-- Opening Marker --

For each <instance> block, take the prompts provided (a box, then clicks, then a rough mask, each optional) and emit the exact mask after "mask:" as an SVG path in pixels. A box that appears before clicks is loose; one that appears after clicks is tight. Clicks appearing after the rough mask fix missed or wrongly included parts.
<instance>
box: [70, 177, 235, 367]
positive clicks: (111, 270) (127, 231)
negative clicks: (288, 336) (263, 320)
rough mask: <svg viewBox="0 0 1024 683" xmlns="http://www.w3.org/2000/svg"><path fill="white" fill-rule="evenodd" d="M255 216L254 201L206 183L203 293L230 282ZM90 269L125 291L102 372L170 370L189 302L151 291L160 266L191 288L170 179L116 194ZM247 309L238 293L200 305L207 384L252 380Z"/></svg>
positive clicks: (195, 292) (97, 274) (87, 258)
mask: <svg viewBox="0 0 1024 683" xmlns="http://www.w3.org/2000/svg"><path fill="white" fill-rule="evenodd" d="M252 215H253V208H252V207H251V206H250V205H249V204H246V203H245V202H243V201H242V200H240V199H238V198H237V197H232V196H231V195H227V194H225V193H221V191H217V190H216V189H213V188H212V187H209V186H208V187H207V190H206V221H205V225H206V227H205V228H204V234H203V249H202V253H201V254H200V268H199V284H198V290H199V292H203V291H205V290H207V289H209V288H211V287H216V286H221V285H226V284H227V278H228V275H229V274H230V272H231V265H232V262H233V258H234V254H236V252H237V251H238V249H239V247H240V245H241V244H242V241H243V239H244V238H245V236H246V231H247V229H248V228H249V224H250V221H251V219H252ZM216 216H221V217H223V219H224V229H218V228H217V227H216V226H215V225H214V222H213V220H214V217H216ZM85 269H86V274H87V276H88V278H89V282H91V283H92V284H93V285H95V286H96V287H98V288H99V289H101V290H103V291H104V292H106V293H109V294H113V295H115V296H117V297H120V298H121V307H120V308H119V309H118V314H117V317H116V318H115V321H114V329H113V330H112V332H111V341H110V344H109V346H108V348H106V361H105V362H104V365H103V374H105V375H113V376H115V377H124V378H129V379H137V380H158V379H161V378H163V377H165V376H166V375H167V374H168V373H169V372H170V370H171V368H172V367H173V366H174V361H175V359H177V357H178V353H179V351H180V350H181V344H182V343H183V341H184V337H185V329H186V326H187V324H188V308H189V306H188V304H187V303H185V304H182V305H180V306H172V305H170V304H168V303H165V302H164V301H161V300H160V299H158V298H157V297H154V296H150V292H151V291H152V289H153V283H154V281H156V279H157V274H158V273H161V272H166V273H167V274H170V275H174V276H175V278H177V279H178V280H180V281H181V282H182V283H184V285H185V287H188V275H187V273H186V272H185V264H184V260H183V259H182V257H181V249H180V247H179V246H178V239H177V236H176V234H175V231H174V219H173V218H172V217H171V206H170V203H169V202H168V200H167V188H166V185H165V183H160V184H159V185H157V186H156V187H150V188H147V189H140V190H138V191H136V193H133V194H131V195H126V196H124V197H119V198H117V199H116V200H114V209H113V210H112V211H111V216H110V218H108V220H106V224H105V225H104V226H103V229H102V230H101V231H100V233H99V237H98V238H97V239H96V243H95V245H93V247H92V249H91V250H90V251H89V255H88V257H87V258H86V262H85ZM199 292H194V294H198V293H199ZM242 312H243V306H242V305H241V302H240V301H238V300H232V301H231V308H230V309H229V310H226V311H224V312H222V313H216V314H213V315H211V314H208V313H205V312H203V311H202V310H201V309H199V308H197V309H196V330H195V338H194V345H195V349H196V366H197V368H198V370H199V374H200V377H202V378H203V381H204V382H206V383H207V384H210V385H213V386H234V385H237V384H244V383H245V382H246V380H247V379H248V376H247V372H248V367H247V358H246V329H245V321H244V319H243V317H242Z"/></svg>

-- Closing Marker --

Action item :: Your answer should be the lines of the listing above between the line holding "box: [70, 177, 235, 367]" and the line holding "rough mask: <svg", inclusive, restated word for word and alone.

Task answer ::
box: [70, 177, 235, 367]
positive clicks: (111, 270) (127, 231)
negative clicks: (288, 336) (263, 320)
rough mask: <svg viewBox="0 0 1024 683" xmlns="http://www.w3.org/2000/svg"><path fill="white" fill-rule="evenodd" d="M255 216L254 201L206 183L203 293L230 282ZM90 269L125 291L102 372L170 370L189 302L151 291L160 266L191 288L170 179L116 194ZM247 309L238 293L200 305L207 384L252 380Z"/></svg>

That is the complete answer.